▸ Entries shown:

>>

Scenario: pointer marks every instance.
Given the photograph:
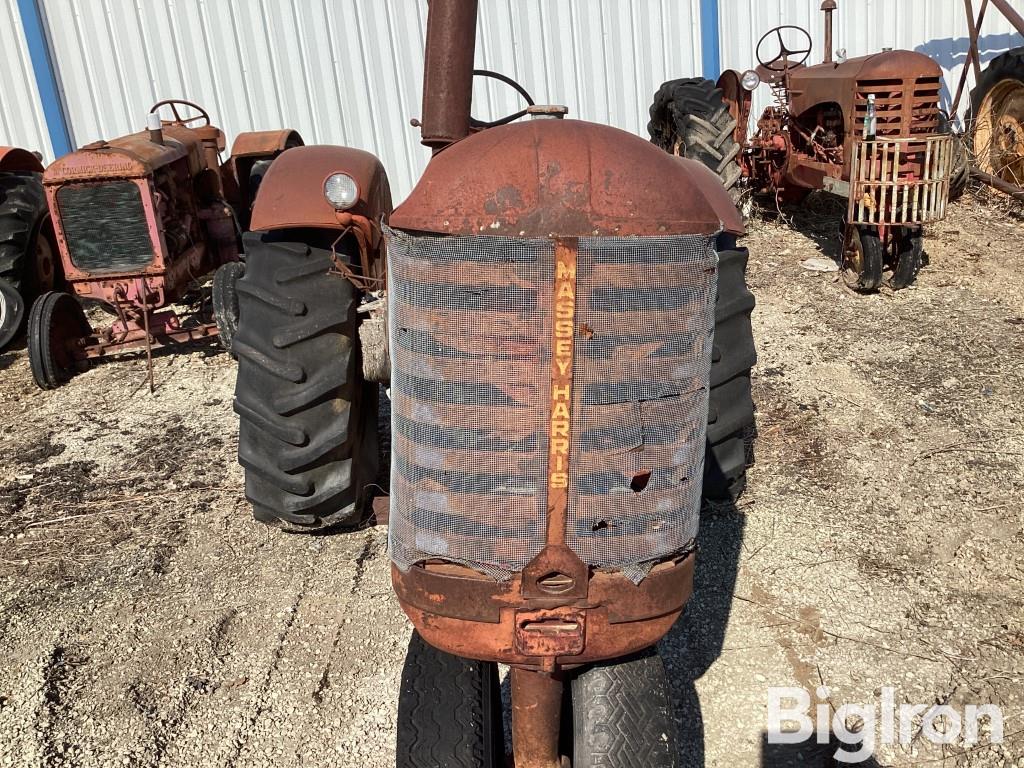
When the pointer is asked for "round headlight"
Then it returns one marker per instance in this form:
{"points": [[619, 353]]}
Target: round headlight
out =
{"points": [[341, 190]]}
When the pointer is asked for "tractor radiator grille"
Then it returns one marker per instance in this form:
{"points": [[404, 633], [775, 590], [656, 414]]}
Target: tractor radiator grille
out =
{"points": [[471, 344], [104, 226], [903, 108], [900, 180]]}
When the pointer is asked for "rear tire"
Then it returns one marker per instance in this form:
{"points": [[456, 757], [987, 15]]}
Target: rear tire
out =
{"points": [[55, 323], [730, 413], [307, 436], [997, 116], [689, 119], [23, 218], [450, 711], [622, 715], [225, 301]]}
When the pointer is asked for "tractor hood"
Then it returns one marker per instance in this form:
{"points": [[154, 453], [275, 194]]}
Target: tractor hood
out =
{"points": [[564, 178], [133, 156], [893, 65]]}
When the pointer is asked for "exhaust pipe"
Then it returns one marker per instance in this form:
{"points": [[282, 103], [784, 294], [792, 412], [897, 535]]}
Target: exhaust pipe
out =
{"points": [[448, 72], [827, 6]]}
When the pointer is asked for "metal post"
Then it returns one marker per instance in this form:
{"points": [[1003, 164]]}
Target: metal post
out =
{"points": [[537, 708]]}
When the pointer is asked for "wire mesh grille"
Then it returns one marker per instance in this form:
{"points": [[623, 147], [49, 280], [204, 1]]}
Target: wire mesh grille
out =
{"points": [[105, 227], [640, 397], [471, 331]]}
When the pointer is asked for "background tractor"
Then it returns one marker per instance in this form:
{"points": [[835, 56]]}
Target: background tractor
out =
{"points": [[137, 220], [28, 263], [867, 129], [553, 320]]}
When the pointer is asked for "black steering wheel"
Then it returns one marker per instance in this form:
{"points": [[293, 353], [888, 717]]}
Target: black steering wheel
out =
{"points": [[785, 54], [508, 118], [178, 120]]}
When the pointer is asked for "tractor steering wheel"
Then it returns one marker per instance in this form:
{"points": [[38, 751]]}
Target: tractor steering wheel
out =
{"points": [[178, 120], [508, 118], [784, 52]]}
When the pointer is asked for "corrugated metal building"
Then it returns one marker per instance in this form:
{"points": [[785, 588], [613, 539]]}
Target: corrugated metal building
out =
{"points": [[349, 71]]}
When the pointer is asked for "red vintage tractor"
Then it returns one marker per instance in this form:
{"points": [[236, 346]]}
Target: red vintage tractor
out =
{"points": [[138, 219], [28, 262], [553, 317], [867, 129]]}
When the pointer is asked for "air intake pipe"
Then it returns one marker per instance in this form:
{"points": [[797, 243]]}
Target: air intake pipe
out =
{"points": [[448, 72]]}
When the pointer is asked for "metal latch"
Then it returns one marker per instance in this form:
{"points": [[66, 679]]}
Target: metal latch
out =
{"points": [[550, 632]]}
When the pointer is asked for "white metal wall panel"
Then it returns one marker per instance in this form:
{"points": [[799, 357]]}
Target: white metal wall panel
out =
{"points": [[22, 120], [349, 71], [936, 28]]}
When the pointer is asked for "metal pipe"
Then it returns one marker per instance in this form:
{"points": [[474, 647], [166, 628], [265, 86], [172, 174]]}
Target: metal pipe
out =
{"points": [[537, 709], [828, 6], [448, 72]]}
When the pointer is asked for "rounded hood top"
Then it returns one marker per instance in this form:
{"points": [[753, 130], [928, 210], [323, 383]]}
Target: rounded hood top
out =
{"points": [[564, 178]]}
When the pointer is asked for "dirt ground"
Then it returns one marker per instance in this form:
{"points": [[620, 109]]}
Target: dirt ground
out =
{"points": [[146, 621]]}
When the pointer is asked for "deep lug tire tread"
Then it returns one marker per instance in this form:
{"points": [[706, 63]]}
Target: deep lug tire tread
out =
{"points": [[304, 430], [692, 111]]}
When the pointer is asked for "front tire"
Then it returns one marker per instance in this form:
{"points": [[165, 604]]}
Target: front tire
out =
{"points": [[863, 258], [307, 436], [55, 323], [622, 715], [450, 711]]}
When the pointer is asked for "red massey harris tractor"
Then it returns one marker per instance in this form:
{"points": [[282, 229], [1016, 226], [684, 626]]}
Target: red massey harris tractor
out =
{"points": [[137, 220], [28, 264], [551, 342], [867, 129]]}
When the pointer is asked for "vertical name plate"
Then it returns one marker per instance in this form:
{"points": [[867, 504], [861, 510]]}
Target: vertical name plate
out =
{"points": [[563, 335]]}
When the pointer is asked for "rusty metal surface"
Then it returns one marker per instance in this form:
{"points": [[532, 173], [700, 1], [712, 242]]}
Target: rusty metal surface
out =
{"points": [[564, 178], [255, 143], [448, 71], [133, 156], [292, 193], [537, 709], [900, 181], [13, 159]]}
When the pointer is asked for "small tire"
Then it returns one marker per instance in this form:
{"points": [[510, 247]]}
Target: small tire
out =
{"points": [[55, 322], [307, 436], [909, 255], [863, 259], [622, 715], [689, 119], [225, 301], [450, 711]]}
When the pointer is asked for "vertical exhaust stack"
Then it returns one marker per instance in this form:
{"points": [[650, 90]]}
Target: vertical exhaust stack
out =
{"points": [[448, 72], [827, 6]]}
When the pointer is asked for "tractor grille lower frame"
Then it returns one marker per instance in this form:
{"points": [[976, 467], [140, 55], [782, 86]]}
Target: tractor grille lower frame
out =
{"points": [[471, 337], [900, 180], [105, 227]]}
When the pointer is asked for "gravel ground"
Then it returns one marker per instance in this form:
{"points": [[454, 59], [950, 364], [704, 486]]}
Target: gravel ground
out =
{"points": [[146, 621]]}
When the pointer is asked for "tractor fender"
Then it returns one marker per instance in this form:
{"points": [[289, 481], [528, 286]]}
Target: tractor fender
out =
{"points": [[292, 193], [15, 160]]}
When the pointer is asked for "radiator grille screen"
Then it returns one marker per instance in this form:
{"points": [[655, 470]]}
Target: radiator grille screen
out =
{"points": [[104, 226], [471, 335]]}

<<

▸ Required task: Repeat the data exactly, excluding the pictures.

▸ Exercise answer:
Scenario: pointer marks every instance.
Given the photograph:
When the pointer is asked for "round headlight"
Then it returns one marker per instance in this form:
{"points": [[619, 353]]}
Target: round headlight
out =
{"points": [[341, 190]]}
When the pointer is asked for "tractor radiator grille"
Then it returns one marker per instance in this form:
{"points": [[404, 633], [775, 590], [656, 414]]}
Target: tractor radiator grille
out =
{"points": [[471, 344], [104, 226], [903, 108], [900, 180]]}
When the pointer is asked for "rear tire"
Then it returns one marker per instance in this form:
{"points": [[456, 757], [987, 15]]}
Target: rear tire
out =
{"points": [[55, 323], [730, 413], [307, 436], [997, 116], [689, 119], [23, 218], [450, 711], [622, 715], [225, 301]]}
When the pointer is asked for "tractor hood"
Then it returns one marker per instance in this form:
{"points": [[154, 453], [275, 194]]}
Target: tractor hood
out =
{"points": [[564, 178], [133, 156], [893, 65]]}
When the pointer is asked for "exhaust pipe"
Then it returns one marker per instance in this form:
{"points": [[282, 103], [784, 294], [792, 412], [897, 535]]}
Target: exhaust pipe
out =
{"points": [[448, 72], [827, 6]]}
When the pointer is asked for "metal post"
Then it returns one marker per instance in this form:
{"points": [[1003, 164]]}
Target: metal post
out =
{"points": [[537, 708]]}
When the pointer is asked for "wire mesh grille"
Then it returns one marker per instance in this form:
{"points": [[623, 147], [49, 280], [204, 1]]}
Target: wire mesh grille
out =
{"points": [[105, 227], [640, 397], [471, 331]]}
When the pointer is asked for "background tractor"
Then it returns one marker per instance in this form:
{"points": [[835, 56]]}
Target: background tractor
out =
{"points": [[137, 220], [28, 263], [867, 129], [553, 320]]}
When the pointer is asked for "black steering wheel"
Then it returns one marker per instance in this form:
{"points": [[293, 353], [888, 717]]}
Target: black steering wheel
out =
{"points": [[785, 54], [508, 118], [178, 120]]}
When the pointer is asked for "tractor steering wheel"
Then it returns one marker per instance in this form:
{"points": [[38, 751]]}
Target: tractor steering wheel
out =
{"points": [[178, 120], [508, 118], [784, 52]]}
When the pointer is asked for "corrugated metal building"
Then it returns one marker per instance in this form:
{"points": [[785, 588], [613, 539]]}
Target: corrugated metal building
out =
{"points": [[349, 71]]}
When the pointer is asked for "red vintage tractor"
Then it returns one marker per instance in this form:
{"points": [[236, 346]]}
Target: red vintage tractor
out =
{"points": [[138, 219], [28, 262], [553, 317], [867, 129]]}
When the pointer is asked for "air intake pipe"
Then it returns one marker per instance in this form:
{"points": [[797, 243]]}
Target: air intake pipe
out =
{"points": [[448, 72]]}
When the pointer is asked for "metal latch"
Then it returns one marker per instance in this form:
{"points": [[66, 679]]}
Target: metal latch
out =
{"points": [[550, 632]]}
When the pointer is asked for "white metal wall panel"
Then it returns one marker per instance in this form:
{"points": [[799, 357]]}
Target: white metal wall panel
out =
{"points": [[22, 120], [349, 71], [936, 28]]}
When the pointer is asked for "metal pipe"
Then it returns one marker per instance in this form:
{"points": [[474, 647], [166, 628], [265, 86], [172, 174]]}
Target: metal pipe
out =
{"points": [[537, 709], [828, 6], [448, 72]]}
When the pointer is asked for "rounded hood top"
Then it returns one marker per instance in this form:
{"points": [[753, 130], [928, 210], [323, 383]]}
Target: rounded hood top
out =
{"points": [[564, 178]]}
When the pointer is asked for "dirt ground"
Then it returns one marker per instance in this form:
{"points": [[620, 109]]}
Target: dirt ground
out =
{"points": [[146, 621]]}
When the pointer is asked for "deep lug tire tread"
Then it returns one marker per instance in this form:
{"points": [[706, 63]]}
Target: deep lug tire tread
out =
{"points": [[304, 430], [692, 111]]}
When the pointer is asked for "front tire"
Then it returns one marker per instance in this form:
{"points": [[165, 604]]}
Target: front tire
out =
{"points": [[863, 258], [307, 436], [55, 323], [622, 715], [450, 711]]}
When the pointer is asked for "red massey harris tractor"
Then it returns one marker per instance in this form:
{"points": [[282, 229], [1016, 226], [684, 626]]}
Target: red massey harris tractor
out =
{"points": [[137, 220], [28, 264], [551, 342], [867, 129]]}
When the pointer is asked for "vertical name plate"
Then it returns one marker per instance in this form:
{"points": [[867, 504], [861, 510]]}
Target: vertical name plate
out =
{"points": [[563, 335]]}
When the pointer is asked for "rusty metal surface"
Then it returns one marker per instance in this form:
{"points": [[532, 173], [700, 1], [712, 242]]}
Target: rusty metal surface
out =
{"points": [[564, 178], [255, 143], [448, 71], [133, 156], [292, 193], [537, 709], [900, 181], [13, 159]]}
When the pointer is asked for "small tire"
Then it returns one marker per instance in this form:
{"points": [[510, 247]]}
Target: small tire
out =
{"points": [[55, 322], [307, 436], [909, 255], [863, 259], [622, 715], [689, 119], [225, 301], [450, 711]]}
When the pointer is asked for "vertical exhaust stack"
Then it returns one marker per instance in this form:
{"points": [[650, 90]]}
Target: vertical exhaust stack
out =
{"points": [[448, 72], [827, 6]]}
When the pointer is asked for "tractor grille lower frame"
Then it returns one marker per instance in this form:
{"points": [[976, 467], [140, 55], [782, 86]]}
Target: tractor grille lower frame
out =
{"points": [[471, 337], [900, 180], [105, 227]]}
When the pointer is asked for "gravel ground"
Then it returns one marker per instance in this form:
{"points": [[454, 59], [950, 364], [704, 486]]}
Target: gravel ground
out =
{"points": [[146, 621]]}
When the pointer is asked for "tractor fender"
Then it returns one marker per instance in this form:
{"points": [[289, 481], [528, 286]]}
Target: tractor fender
out =
{"points": [[292, 193], [15, 160]]}
When the pointer is asked for "radiator grille screen"
Then it returns one marker per instance in this form:
{"points": [[655, 470]]}
Target: radiator grille screen
out =
{"points": [[104, 226], [471, 335]]}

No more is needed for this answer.